== Extracted data
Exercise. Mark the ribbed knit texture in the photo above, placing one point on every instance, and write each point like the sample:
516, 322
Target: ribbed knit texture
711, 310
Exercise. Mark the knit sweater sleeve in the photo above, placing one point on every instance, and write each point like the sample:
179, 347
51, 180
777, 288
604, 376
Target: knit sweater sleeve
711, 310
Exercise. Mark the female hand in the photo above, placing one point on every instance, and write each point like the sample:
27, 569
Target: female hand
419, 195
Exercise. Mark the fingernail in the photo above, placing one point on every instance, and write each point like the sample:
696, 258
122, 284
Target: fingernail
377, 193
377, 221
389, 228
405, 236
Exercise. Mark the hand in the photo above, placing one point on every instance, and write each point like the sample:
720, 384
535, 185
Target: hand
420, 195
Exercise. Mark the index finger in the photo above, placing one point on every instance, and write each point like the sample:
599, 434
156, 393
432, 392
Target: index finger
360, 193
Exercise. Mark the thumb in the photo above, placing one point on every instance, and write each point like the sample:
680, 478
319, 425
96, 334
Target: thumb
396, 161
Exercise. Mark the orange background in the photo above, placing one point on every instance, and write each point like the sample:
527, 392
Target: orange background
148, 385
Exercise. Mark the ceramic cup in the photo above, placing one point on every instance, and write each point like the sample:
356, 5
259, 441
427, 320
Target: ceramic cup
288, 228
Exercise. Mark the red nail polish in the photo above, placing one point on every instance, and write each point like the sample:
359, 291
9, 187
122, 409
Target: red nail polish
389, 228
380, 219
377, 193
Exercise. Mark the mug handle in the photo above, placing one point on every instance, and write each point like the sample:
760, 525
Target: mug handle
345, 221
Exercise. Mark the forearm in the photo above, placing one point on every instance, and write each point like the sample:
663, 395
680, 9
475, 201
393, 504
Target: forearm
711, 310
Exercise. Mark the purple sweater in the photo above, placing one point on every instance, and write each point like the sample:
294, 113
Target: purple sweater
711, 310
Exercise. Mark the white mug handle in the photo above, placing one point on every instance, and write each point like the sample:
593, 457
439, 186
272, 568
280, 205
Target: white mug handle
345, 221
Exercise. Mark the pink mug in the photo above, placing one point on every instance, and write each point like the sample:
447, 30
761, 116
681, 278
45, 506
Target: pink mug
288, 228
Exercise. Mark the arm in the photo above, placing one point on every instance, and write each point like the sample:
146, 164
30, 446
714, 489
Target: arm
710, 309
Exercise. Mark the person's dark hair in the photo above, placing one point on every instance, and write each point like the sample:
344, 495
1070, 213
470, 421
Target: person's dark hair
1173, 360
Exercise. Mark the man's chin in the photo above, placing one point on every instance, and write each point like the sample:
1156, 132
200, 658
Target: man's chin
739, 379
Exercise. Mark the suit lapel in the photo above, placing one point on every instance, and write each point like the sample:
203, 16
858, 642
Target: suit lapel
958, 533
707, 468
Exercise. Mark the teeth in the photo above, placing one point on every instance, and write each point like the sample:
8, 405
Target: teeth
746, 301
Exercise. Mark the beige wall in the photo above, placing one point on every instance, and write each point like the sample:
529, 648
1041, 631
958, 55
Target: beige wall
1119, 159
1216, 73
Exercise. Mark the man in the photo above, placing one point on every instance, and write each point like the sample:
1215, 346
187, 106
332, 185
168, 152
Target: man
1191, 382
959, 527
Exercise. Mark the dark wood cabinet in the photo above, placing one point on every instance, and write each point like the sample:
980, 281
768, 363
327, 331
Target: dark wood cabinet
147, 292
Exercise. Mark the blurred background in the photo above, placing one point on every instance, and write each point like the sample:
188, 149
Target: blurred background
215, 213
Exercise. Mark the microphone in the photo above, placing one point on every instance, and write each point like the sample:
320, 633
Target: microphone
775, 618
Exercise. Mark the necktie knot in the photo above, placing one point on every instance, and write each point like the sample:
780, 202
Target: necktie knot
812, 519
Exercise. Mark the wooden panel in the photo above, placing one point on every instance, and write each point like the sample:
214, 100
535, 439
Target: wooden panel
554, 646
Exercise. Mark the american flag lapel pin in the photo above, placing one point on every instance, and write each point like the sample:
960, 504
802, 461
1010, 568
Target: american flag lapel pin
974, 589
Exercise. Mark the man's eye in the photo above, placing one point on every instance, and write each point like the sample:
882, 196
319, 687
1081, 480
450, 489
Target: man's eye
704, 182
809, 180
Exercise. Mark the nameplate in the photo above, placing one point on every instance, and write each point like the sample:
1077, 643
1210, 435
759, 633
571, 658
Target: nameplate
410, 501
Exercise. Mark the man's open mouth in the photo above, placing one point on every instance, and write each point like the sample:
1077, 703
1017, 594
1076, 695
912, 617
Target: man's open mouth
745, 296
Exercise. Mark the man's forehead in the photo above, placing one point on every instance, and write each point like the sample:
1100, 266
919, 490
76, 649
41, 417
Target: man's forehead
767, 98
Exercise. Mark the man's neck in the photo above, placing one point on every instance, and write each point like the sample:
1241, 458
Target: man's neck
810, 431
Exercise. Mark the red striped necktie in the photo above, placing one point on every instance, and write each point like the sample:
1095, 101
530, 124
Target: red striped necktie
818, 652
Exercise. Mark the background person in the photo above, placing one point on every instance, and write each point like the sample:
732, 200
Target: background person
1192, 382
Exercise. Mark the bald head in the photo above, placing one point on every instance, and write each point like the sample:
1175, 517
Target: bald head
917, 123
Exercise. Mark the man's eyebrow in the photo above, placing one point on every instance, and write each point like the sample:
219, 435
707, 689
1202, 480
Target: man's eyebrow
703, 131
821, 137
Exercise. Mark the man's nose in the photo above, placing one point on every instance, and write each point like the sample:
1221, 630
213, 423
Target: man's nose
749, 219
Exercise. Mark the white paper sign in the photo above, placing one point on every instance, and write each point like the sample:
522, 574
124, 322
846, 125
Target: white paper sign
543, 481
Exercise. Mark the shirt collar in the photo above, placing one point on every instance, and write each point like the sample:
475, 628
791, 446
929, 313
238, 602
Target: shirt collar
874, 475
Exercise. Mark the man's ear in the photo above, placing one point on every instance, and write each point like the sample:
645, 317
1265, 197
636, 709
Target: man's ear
====
How to complete this task:
A word-for-word copy of the material is required.

Reply to the exercise:
Exercise. Mark the ribbed knit texture in the photo above, placing one point on every instance, and write each point like the sample:
516, 322
Target: ribbed knit texture
711, 310
Exercise. Mark the knit sweater sleeve in the photo above, placing one point on every instance, and write each point like the sample:
179, 347
51, 180
777, 288
604, 376
Target: knit sweater sleeve
711, 310
Exercise. Mark the female hand in the photo above, placing one point on every instance, and write each point like the sample:
27, 569
Target: female hand
419, 195
Exercise. Mark the fingernail in the photo above, placing one point on every instance, and write each point like the sample:
696, 258
122, 284
Target: fingernail
377, 193
377, 221
389, 228
405, 236
Exercise. Mark the hand in the photo above, placing one point on every instance, and write each point like the sample:
720, 384
535, 185
Target: hand
420, 195
Exercise. Mark the index finger in the photo above, placing one point on every instance, and write each point like the sample:
599, 434
156, 393
432, 392
Target: index finger
360, 193
Exercise. Mark the thumb in the photo above, placing one point on every instance, and write each point like the sample:
680, 478
319, 425
96, 334
Target: thumb
396, 161
Exercise. Mark the orange background in the photo above, placing one point on every instance, and write each point like the sample:
527, 392
Target: orange background
148, 385
Exercise. Mark the ceramic cup in the photo above, placing one point on every instance, and write each point like the sample:
356, 5
259, 441
427, 320
Target: ceramic cup
288, 228
Exercise. Mark the red nail polish in the photo above, placing one point on every instance, and write each point like the sample:
359, 291
9, 187
122, 409
Target: red nail polish
389, 228
380, 219
377, 193
Exercise. Mark the mug handle in the photo above, placing one point on every instance, and write each point like the sample:
760, 525
Target: mug handle
345, 221
Exercise. Mark the forearm in the photo above, placing one point on every instance, and write each point like the sample:
663, 395
680, 9
475, 201
393, 504
Target: forearm
711, 310
Exercise. Mark the purple sweater in the photo above, placing one point on every instance, and write each point like the sample:
294, 113
Target: purple sweater
711, 310
Exercise. Mark the white mug handle in the photo above, placing one point on every instance, and write each point like the sample:
593, 457
439, 186
272, 568
280, 205
Target: white mug handle
345, 221
Exercise. Mark the pink mug in the photo above, placing one point on every instance, and write each point like the sample:
447, 30
761, 116
681, 278
45, 506
Target: pink mug
288, 228
Exercise. Mark the arm in the photo above, placing one point on every instance, and write each point like the sample:
146, 164
30, 446
714, 489
Target: arm
710, 309
Exercise. Mark the person's dark hair in the photo above, placing one point on every instance, and write each point like the sample:
344, 495
1070, 213
470, 421
Target: person's dark hair
1173, 360
Exercise. Mark the man's chin in the photo above, placing one point on every instance, and write each point like the sample:
1156, 132
200, 658
Target: man's chin
739, 379
Exercise. Mark the suit lapel in the photo above, placing one point on every instance, and write each point like the sample:
203, 16
858, 642
Target: suit lapel
958, 533
707, 468
Exercise. Mark the teeth in the photo above, placing one point on every instance, and write each point like the sample:
8, 405
Target: teeth
746, 301
Exercise. Mark the beige wall in the photo above, placing one point on every instance, and write each point like the sample:
529, 648
1041, 631
958, 55
Target: beige wall
1119, 159
1216, 73
Exercise. Mark the man in the photo above, placing one point on every instance, and write each point like the sample:
1215, 346
187, 106
332, 185
168, 152
Target: man
1191, 382
959, 527
Exercise. Mark the dark wood cabinet in the photo above, placing one point on every instance, and write each point like the sample:
980, 281
768, 363
327, 331
Target: dark wood cabinet
147, 292
Exercise. Mark the blurred background in the photo above, placing one point on every instance, and write each point like the sample:
188, 149
Target: blurred background
215, 213
Exercise. Mark the microphone in the photo above, placing one point on every instance, and write each point like the sample:
320, 633
Target: microphone
775, 618
Exercise. Mark the necktie knot in the photo above, placing one point on every instance, and write each point like the sample:
780, 202
Target: necktie knot
812, 519
Exercise. Mark the wooden panel in the photo above, placing one point on every instance, and write each point like the sample:
214, 100
535, 439
Target: wooden panel
554, 646
Exercise. Mark the american flag lapel pin in the photo above, placing one point on every instance, and write each point like the sample:
960, 504
802, 461
1010, 568
Target: american flag lapel pin
974, 589
Exercise. Mark the man's eye in the photo above, placing one point on every instance, and write each point like the sample:
882, 196
319, 687
1081, 480
450, 489
Target: man's eye
704, 182
809, 180
Exercise. Mark the nameplate in the photo above, placing one point on every instance, and write each point like the sample:
1077, 643
1210, 435
759, 633
571, 658
Target: nameplate
410, 501
Exercise. Mark the man's open mouth in the photo above, placing one point on every instance, and write each point like the sample:
1077, 703
1017, 594
1076, 695
912, 617
Target: man's open mouth
745, 296
Exercise. Mark the man's forehead in the photo above, placing one point on every instance, and write each point like the sample:
1100, 266
919, 490
76, 649
41, 417
Target: man's forehead
767, 98
Exercise. Mark the man's neck in the photo above, placing one point on every instance, and write each point like the sample:
1241, 458
Target: man's neck
810, 431
Exercise. Mark the red striped necktie in the photo above, placing one point on every instance, and write each point like the sample:
1095, 101
530, 124
Target: red striped necktie
818, 652
Exercise. Mark the background person in the photo above, placing one point on every instance, and write each point like the sample:
732, 200
Target: background person
1192, 382
Exercise. Mark the bald head in the photo above, placing one point on every instance, and write each point like the sample:
1175, 517
Target: bald head
917, 123
Exercise. Mark the man's eyebrow in the photo above, placing one point on every instance, and write each point like the sample:
219, 435
707, 689
1202, 480
Target: man's eyebrow
703, 131
821, 137
Exercise. Mark the man's nose in the photo above, placing one point on every instance, and write each point like the sample:
1221, 630
213, 423
Target: man's nose
749, 219
Exercise. Mark the white paper sign in the photo above, placing one point on every instance, and write each point like the sample:
522, 574
124, 322
846, 125
Target: white paper sign
543, 481
Exercise. Mark the shirt collar in the photo above, placing one point on every instance, and write each point like the sample:
475, 628
791, 446
929, 313
238, 602
Target: shirt collar
874, 475
Exercise. Mark the man's ear in the photo above, placing one point on every instance, and write each point like the sample:
645, 317
1265, 197
636, 709
Target: man's ear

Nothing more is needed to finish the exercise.